> **Passage fourni**:
Nassim : C’est drôle parce que pour le deuxième EP, on était vraiment crinqué.e.s sur la basse, on était comme “Let’s go la basse, let’s go!”. On a reçu une première version des masters où en l’écoutant on était comme “OK, on a abusé un peu(rires). On a tout ré-équilibré, mais la basse a définitivement une grande place dans nos cœurs. 

LFB : Il y a un côté un peu plus lancinant dans la musique du nouvel EP.

Melyssa : C’est vrai, c’est moins dansant. 

Nassim : C’est plus vibey

Melyssa : C’est plus calme mais pas d’une façon plate, je dirais. D’une façon plus recherchée. 

LFB : On voit qu’il y a vraiment une ouverture musicale.

Melyssa : À force de jouer ensemble, aussi. Tu demandais ce qui avait évolué depuis le début : on a joué ensemble, ce qu’on avait pas fait avant.  

Jérémy : On a travaillé ensemble sur les enregistrements.

Melyssa : Sur le premier, ça s’est beaucoup fait de façon séparée. Le deuxième, on a pris un moment tous.tes ensemble pour enregistrer en même temps. C’est sûr que ça a donné quelque chose de différent.  

LFB : Jérémy, tu leur donnes de la place dans la composition?

Jérémy : Surtout dans les parts. Je fais pas vraiment les parts de keys : s’il y a de quoi, c’est comme des idées très floues. 

Nassim : S’il y a de quoi, je vais reprendre des mélodies que tu as composées à la guitare. 

Jérémy : La voix, je pense que c’est souvent très croche mais je fais jamais vraiment des harmonies. 

Melyssa : Des fois, je modifie un tout petit peu la mélodie parce que je m’approprie la façon de la chanter, mais ça reste presque as is. Après, j’ajoute des harmonies.

Jérémy : C’est pas que je veux pas, mais on arrive avec des démos assez avancées souvent.

> **Activité**: D'après l'entretien, comment Melyssa dit-elle que le groupe a enregistré le deuxième EP ?

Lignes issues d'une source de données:

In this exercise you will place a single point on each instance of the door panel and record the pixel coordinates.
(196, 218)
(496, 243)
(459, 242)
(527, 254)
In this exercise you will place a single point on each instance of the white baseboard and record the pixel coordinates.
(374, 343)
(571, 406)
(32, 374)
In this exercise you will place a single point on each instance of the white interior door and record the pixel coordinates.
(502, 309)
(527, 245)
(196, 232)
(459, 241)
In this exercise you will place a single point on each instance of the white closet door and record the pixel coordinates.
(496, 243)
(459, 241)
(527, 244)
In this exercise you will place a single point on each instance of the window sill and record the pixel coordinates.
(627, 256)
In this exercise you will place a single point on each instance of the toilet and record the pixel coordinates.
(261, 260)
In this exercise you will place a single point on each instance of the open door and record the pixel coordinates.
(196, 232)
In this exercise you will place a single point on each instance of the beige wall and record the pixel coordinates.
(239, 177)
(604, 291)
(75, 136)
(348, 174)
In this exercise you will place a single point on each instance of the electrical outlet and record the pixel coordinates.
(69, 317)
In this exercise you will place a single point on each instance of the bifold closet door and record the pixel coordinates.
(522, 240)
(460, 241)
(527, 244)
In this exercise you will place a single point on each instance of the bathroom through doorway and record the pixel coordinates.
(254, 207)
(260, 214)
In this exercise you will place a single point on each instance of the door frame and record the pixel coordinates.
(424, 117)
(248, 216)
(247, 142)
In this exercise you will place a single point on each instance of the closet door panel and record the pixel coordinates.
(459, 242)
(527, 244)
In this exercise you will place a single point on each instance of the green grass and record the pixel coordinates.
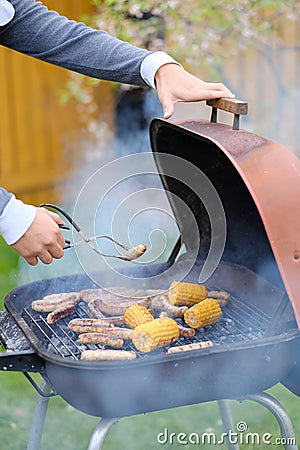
(70, 429)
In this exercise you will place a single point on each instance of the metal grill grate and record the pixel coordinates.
(241, 322)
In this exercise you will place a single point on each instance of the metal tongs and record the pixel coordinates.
(130, 254)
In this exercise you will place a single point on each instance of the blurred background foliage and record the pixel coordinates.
(198, 34)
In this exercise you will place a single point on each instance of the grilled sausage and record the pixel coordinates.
(93, 309)
(96, 326)
(60, 313)
(53, 301)
(123, 333)
(118, 309)
(161, 303)
(221, 296)
(107, 355)
(88, 326)
(100, 338)
(188, 347)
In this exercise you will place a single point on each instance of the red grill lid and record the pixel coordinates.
(271, 174)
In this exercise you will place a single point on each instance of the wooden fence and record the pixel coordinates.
(39, 137)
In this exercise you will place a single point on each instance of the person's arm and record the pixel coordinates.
(44, 34)
(174, 84)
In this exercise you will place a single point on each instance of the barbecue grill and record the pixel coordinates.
(258, 182)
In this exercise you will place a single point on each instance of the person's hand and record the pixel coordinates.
(43, 239)
(175, 84)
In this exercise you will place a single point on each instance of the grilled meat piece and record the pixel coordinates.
(155, 334)
(88, 325)
(53, 301)
(160, 303)
(100, 338)
(135, 252)
(188, 347)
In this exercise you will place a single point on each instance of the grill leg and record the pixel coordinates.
(285, 424)
(39, 418)
(100, 432)
(228, 424)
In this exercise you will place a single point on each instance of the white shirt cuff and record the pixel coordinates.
(16, 219)
(152, 63)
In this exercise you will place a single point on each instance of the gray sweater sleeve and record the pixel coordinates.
(44, 34)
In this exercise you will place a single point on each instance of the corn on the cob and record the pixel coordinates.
(155, 334)
(203, 314)
(186, 294)
(137, 315)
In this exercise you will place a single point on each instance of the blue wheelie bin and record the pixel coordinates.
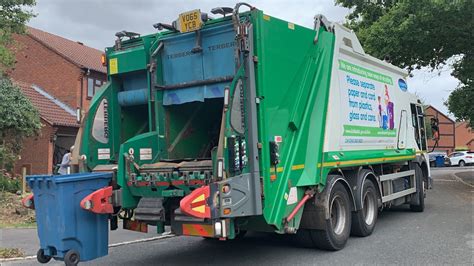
(65, 230)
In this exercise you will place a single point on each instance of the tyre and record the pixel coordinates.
(338, 226)
(41, 257)
(364, 220)
(71, 258)
(420, 184)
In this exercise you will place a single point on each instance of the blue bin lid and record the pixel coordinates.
(69, 178)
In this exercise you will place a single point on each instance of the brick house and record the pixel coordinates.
(464, 137)
(66, 74)
(68, 70)
(59, 128)
(447, 136)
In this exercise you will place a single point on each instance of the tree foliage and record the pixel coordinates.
(19, 119)
(419, 33)
(13, 16)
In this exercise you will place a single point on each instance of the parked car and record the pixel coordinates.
(461, 158)
(434, 154)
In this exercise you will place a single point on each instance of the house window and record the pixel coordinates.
(93, 85)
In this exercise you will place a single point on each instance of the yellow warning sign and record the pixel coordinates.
(113, 66)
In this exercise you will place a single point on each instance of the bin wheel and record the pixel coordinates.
(72, 258)
(41, 257)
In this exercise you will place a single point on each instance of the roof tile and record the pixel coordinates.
(80, 54)
(50, 108)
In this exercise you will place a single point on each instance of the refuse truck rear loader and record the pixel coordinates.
(239, 121)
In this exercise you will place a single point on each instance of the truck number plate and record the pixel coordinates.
(190, 21)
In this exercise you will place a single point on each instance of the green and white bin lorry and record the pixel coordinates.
(246, 122)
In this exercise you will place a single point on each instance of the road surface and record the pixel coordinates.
(442, 234)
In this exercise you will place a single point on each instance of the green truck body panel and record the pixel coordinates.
(292, 81)
(293, 76)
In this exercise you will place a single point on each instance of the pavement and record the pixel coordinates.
(442, 234)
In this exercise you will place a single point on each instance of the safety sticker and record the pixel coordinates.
(145, 154)
(103, 154)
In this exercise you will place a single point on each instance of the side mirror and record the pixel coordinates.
(435, 128)
(78, 115)
(226, 97)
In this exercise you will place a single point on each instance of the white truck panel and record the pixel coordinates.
(367, 100)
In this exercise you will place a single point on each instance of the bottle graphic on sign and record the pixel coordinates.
(380, 117)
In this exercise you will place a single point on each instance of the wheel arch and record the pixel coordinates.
(356, 178)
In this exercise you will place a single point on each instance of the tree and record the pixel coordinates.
(13, 16)
(19, 119)
(419, 33)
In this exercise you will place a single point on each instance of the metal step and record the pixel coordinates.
(150, 210)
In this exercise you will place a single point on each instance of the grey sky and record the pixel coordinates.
(94, 22)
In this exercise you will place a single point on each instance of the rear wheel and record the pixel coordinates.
(363, 220)
(420, 194)
(338, 226)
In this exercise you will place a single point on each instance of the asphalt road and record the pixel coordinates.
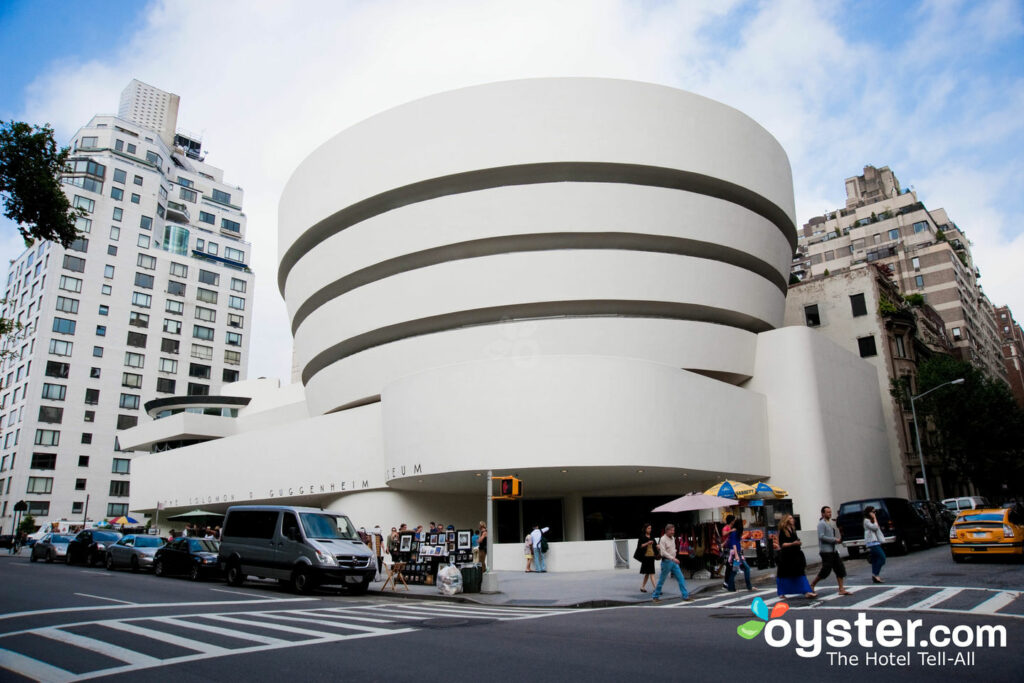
(59, 623)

> **Tâche réalisée**: Le groupe a pris un moment tous ensemble pour enregistrer en même temps.